What the exercise asks: Take from the records below each line that holds "handle".

Data:
____________________

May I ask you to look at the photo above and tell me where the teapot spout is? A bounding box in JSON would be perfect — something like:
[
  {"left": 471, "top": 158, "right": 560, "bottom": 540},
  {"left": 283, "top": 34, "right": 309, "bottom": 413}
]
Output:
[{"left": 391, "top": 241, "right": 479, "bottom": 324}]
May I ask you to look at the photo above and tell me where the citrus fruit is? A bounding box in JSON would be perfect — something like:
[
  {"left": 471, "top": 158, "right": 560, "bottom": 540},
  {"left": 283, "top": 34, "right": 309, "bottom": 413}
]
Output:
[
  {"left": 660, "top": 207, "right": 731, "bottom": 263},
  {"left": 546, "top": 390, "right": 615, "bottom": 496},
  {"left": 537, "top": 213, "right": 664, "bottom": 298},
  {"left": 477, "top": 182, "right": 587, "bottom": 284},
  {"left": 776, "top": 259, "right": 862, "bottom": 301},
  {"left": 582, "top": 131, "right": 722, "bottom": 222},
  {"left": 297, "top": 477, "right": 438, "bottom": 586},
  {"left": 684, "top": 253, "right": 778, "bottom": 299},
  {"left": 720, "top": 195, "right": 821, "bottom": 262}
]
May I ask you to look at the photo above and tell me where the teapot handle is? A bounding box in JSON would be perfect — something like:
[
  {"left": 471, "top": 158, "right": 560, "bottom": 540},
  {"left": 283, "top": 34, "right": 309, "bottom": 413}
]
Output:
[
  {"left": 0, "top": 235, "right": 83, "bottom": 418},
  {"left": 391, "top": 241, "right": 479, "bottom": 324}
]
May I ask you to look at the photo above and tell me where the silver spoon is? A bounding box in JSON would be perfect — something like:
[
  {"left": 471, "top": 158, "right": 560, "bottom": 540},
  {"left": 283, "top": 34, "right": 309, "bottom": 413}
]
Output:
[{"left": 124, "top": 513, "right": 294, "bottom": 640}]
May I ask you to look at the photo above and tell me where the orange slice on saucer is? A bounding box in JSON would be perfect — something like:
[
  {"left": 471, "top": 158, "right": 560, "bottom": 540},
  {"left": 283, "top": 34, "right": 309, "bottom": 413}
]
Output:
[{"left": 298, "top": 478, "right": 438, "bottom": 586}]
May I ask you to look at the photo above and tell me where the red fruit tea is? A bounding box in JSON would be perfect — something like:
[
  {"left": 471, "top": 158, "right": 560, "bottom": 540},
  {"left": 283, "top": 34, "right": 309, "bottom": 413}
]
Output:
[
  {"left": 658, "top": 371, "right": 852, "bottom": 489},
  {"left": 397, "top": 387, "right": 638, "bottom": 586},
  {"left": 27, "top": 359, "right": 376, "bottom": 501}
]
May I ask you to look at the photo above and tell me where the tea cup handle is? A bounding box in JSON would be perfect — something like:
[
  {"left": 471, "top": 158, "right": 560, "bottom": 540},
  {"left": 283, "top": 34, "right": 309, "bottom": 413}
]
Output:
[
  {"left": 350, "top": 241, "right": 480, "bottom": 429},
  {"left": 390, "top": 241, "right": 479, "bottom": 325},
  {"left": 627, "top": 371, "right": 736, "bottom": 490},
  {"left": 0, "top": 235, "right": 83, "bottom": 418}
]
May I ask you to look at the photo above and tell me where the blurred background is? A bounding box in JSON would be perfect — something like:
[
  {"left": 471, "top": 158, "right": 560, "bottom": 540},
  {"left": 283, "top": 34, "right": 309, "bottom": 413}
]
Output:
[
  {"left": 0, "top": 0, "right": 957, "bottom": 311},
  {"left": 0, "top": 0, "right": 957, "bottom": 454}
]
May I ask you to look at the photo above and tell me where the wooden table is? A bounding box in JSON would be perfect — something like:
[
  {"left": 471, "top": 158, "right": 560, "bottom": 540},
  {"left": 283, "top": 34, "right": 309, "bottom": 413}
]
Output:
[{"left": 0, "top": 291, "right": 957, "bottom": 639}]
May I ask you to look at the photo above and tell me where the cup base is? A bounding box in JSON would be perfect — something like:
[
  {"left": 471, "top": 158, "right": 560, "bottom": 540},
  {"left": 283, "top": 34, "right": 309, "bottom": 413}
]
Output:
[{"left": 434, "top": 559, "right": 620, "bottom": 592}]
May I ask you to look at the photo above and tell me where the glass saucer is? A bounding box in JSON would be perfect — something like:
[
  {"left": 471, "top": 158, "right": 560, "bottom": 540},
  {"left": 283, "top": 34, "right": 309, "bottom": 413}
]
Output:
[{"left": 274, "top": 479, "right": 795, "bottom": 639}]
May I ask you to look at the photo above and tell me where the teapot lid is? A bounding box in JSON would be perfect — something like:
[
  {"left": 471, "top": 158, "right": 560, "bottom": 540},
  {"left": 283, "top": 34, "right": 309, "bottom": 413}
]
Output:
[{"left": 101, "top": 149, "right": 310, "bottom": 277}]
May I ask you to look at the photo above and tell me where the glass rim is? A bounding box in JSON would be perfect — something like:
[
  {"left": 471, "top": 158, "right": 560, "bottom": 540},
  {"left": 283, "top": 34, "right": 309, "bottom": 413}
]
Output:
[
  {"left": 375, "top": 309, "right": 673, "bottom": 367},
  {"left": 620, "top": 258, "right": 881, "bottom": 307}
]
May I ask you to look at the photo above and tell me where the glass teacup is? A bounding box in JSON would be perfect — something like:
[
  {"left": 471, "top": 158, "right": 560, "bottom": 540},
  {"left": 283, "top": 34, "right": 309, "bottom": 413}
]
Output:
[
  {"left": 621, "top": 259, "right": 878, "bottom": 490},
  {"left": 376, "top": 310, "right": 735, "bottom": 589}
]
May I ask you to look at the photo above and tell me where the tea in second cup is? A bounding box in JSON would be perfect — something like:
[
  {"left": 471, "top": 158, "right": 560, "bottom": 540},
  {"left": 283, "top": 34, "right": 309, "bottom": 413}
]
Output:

____________________

Problem solution:
May I ask you to look at the photo above and tell me where the teapot handle is? A bounding box in JSON would be perfect — something like:
May I ask you to look at the photo above and tell me where the tea cup handle is? A bounding box in JSON would be perfect — something like:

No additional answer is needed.